> **STATED GOAL**: Please gather every line in the records below that contains the word "hatch".

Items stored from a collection
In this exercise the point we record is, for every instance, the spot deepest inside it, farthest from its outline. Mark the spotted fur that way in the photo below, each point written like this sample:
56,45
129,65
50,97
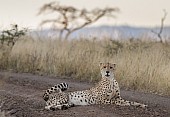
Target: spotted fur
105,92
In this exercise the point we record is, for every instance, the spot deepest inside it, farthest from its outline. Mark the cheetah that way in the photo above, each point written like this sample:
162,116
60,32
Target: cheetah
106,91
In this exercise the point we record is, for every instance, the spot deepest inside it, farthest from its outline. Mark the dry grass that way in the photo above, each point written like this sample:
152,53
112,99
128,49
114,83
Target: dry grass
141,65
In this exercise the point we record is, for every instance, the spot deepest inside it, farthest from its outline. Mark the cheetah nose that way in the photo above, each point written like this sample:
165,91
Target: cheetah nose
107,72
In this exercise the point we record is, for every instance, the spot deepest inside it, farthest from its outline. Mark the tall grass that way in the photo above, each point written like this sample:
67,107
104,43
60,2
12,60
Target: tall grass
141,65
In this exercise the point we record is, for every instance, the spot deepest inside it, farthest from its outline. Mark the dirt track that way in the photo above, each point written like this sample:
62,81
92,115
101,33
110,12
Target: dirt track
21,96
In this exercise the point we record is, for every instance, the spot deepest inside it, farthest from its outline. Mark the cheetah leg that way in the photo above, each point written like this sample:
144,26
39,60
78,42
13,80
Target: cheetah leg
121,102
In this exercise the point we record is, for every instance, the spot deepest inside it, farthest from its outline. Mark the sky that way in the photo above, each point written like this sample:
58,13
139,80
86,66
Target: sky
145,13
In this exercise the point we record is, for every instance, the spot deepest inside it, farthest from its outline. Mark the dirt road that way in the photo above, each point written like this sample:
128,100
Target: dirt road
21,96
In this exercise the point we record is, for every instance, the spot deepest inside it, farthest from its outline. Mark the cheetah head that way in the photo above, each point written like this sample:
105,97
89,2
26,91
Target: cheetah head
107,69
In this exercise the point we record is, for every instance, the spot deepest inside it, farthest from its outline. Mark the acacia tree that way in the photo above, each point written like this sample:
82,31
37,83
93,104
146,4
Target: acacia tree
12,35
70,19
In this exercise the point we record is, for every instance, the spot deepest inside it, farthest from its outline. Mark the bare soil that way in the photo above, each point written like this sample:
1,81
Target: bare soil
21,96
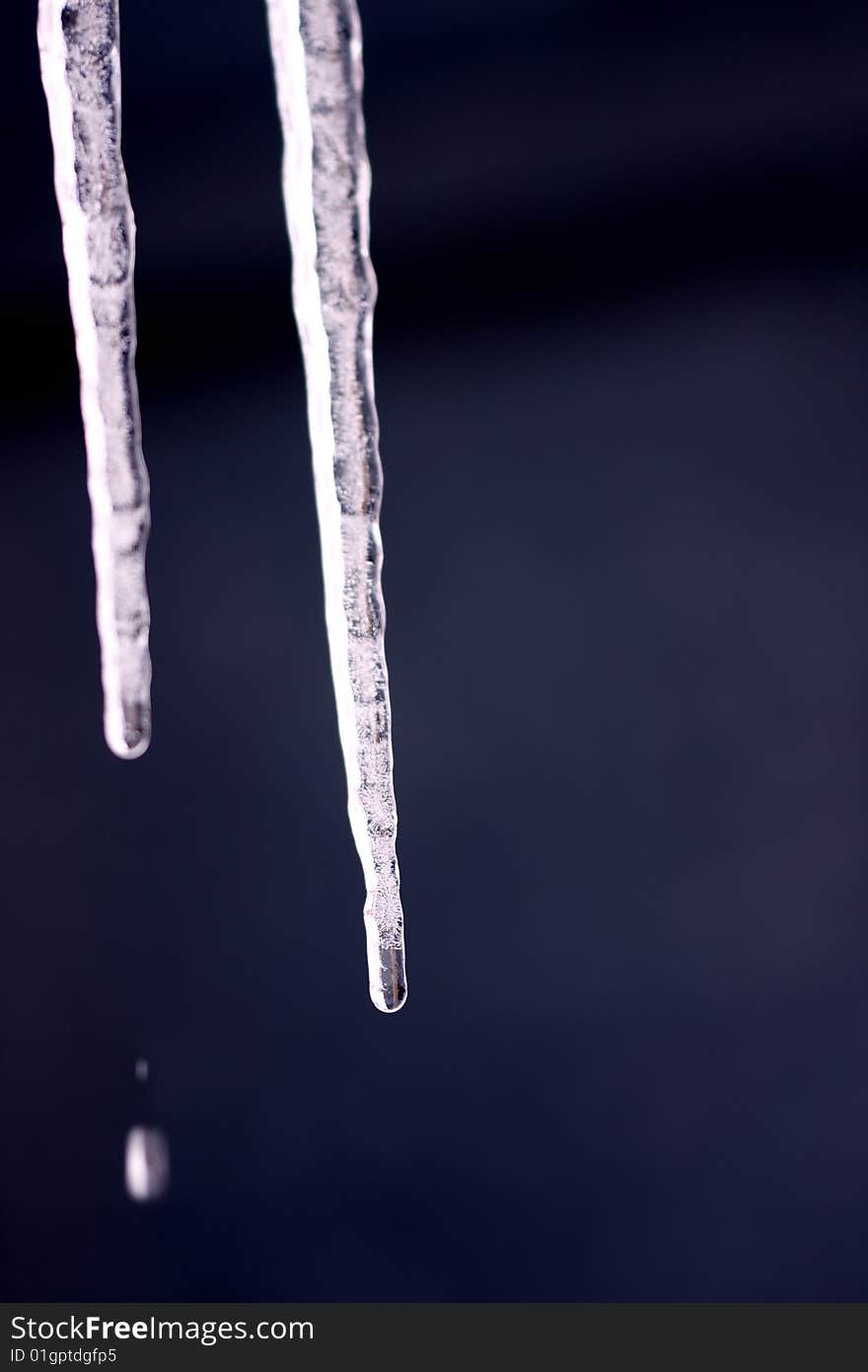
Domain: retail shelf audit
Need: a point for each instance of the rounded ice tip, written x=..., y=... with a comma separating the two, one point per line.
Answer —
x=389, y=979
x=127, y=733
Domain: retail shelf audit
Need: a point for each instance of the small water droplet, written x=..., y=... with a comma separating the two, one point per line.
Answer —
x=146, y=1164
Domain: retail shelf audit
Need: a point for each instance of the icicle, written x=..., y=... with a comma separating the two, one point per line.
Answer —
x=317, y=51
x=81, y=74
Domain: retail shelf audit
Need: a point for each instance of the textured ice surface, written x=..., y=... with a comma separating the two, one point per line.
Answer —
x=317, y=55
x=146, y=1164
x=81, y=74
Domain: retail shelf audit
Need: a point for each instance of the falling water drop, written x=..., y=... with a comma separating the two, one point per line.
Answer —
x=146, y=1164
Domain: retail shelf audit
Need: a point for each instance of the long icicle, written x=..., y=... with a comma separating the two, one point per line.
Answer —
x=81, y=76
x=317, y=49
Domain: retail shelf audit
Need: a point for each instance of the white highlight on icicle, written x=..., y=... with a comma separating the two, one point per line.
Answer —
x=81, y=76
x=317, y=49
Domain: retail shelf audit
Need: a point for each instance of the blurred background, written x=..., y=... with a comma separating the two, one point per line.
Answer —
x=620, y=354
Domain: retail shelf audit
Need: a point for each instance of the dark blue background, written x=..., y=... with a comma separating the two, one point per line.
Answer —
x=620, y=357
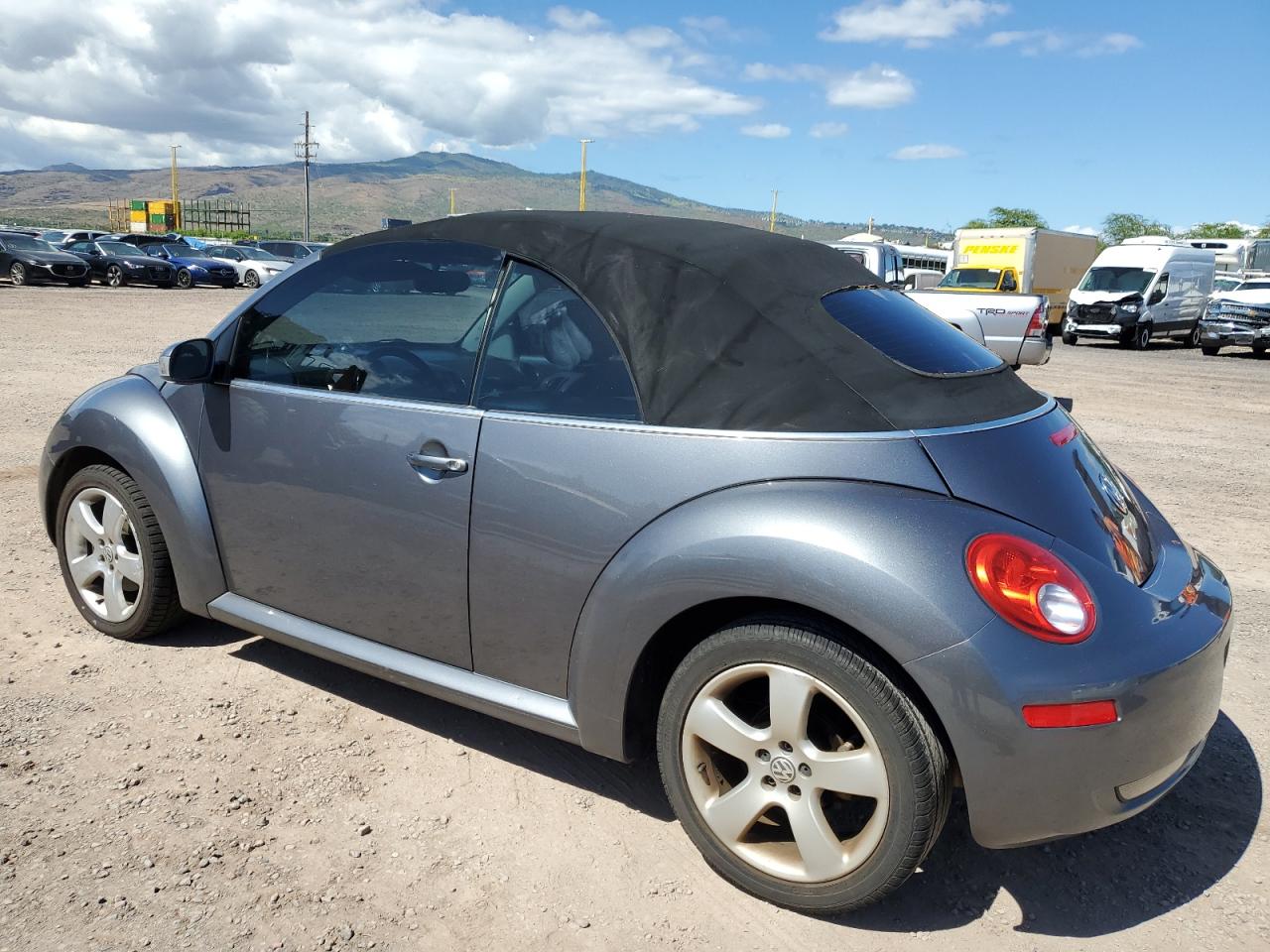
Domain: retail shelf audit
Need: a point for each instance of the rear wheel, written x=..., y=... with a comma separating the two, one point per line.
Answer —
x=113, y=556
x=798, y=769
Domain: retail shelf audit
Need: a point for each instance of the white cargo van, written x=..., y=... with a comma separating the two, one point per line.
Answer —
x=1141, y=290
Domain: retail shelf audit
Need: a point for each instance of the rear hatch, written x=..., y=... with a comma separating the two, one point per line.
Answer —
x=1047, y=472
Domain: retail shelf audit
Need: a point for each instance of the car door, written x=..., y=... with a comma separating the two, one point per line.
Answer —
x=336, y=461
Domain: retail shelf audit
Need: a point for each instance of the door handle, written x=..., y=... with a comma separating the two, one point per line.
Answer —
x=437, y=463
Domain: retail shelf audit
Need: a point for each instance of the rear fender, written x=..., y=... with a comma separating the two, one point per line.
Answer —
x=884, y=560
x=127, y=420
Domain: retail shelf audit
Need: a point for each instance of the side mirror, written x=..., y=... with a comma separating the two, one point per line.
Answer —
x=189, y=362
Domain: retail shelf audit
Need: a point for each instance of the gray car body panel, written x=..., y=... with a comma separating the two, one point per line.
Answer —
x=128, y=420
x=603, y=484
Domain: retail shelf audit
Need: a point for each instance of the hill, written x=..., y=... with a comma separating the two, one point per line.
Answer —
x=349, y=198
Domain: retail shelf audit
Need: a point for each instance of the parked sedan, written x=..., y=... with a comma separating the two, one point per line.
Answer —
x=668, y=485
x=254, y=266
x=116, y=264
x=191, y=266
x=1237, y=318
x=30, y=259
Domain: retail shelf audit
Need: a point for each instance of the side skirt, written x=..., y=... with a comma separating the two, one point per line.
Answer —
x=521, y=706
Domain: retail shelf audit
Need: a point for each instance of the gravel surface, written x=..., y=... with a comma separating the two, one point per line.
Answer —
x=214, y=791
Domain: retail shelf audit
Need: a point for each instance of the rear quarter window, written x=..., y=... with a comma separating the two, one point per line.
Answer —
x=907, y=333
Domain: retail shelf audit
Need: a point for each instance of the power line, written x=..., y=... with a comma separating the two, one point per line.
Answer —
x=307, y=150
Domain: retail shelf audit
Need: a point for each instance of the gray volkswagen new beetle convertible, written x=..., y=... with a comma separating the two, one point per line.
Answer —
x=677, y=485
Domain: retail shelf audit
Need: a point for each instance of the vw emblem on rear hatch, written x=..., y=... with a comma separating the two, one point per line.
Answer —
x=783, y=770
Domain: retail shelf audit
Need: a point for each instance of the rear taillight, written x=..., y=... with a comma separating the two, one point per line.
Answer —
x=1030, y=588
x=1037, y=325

...

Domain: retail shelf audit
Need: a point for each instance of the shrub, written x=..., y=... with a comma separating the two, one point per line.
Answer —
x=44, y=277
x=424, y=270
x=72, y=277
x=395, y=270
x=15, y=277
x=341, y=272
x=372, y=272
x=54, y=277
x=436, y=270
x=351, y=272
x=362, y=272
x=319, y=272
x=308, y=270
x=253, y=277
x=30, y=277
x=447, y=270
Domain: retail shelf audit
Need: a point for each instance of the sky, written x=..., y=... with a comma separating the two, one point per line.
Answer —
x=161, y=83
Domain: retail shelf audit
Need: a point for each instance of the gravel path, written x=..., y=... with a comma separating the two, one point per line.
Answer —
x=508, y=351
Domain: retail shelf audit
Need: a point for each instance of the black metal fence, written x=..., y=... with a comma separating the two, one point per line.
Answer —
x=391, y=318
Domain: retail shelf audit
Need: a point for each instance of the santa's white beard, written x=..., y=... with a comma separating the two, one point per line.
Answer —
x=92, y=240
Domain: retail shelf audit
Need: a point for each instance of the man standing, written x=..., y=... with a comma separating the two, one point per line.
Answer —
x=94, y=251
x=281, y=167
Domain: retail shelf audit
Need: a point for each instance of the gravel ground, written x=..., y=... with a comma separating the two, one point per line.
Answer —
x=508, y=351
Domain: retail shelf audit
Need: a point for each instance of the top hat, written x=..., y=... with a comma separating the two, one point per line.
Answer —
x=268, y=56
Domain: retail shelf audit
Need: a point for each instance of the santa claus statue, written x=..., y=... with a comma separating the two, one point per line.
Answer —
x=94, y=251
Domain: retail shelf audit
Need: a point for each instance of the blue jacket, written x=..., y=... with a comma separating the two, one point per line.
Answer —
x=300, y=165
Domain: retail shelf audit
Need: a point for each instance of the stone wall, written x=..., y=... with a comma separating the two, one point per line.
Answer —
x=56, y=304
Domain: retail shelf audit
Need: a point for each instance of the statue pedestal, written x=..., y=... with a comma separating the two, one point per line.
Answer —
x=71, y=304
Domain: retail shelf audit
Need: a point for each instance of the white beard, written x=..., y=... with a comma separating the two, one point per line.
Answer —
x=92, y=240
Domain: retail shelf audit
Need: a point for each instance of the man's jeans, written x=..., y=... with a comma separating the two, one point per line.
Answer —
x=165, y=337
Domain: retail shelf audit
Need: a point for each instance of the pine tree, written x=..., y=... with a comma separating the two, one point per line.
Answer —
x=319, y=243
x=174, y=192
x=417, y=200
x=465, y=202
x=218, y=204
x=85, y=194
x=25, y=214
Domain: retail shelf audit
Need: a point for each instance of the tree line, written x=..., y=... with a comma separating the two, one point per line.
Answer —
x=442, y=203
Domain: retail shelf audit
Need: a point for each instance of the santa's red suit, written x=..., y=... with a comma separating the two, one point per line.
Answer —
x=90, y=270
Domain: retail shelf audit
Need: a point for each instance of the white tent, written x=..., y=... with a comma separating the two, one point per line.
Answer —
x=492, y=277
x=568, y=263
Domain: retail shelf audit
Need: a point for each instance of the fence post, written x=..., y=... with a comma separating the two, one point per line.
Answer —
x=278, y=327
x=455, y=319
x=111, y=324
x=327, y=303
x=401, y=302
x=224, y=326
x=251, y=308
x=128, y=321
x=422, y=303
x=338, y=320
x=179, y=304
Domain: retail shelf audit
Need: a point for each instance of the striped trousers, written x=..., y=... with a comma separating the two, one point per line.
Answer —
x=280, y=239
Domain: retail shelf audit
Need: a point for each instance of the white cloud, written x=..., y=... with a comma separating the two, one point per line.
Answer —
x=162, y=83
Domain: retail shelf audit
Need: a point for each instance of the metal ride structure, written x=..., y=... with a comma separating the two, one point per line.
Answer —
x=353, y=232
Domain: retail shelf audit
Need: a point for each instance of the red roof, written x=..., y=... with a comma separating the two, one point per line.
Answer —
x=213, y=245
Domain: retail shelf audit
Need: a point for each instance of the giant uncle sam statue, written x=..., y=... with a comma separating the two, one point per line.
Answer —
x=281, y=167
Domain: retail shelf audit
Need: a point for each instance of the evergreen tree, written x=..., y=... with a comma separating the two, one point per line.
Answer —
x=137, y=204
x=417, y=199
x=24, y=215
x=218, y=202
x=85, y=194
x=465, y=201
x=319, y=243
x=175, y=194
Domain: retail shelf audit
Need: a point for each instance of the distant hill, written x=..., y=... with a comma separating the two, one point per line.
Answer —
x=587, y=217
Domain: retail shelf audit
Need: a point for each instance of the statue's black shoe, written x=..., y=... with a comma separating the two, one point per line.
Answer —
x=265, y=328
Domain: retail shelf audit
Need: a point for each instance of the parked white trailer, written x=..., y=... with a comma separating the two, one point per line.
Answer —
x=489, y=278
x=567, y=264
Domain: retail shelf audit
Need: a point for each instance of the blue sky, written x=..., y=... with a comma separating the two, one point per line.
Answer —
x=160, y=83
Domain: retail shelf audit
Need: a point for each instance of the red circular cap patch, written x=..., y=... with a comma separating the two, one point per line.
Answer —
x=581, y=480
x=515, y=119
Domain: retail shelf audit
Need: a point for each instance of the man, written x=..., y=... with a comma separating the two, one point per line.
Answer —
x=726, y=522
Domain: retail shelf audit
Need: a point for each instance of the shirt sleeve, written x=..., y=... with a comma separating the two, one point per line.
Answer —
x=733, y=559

> **EXERCISE OUTPUT**:
Need: a point for each instance of the rear hatch, written x=..., y=... with a comma separating the two, one point per line.
Need: a point for each instance of the vw emblem on rear hatch, written x=..., y=... with a comma separating the two, one point per line.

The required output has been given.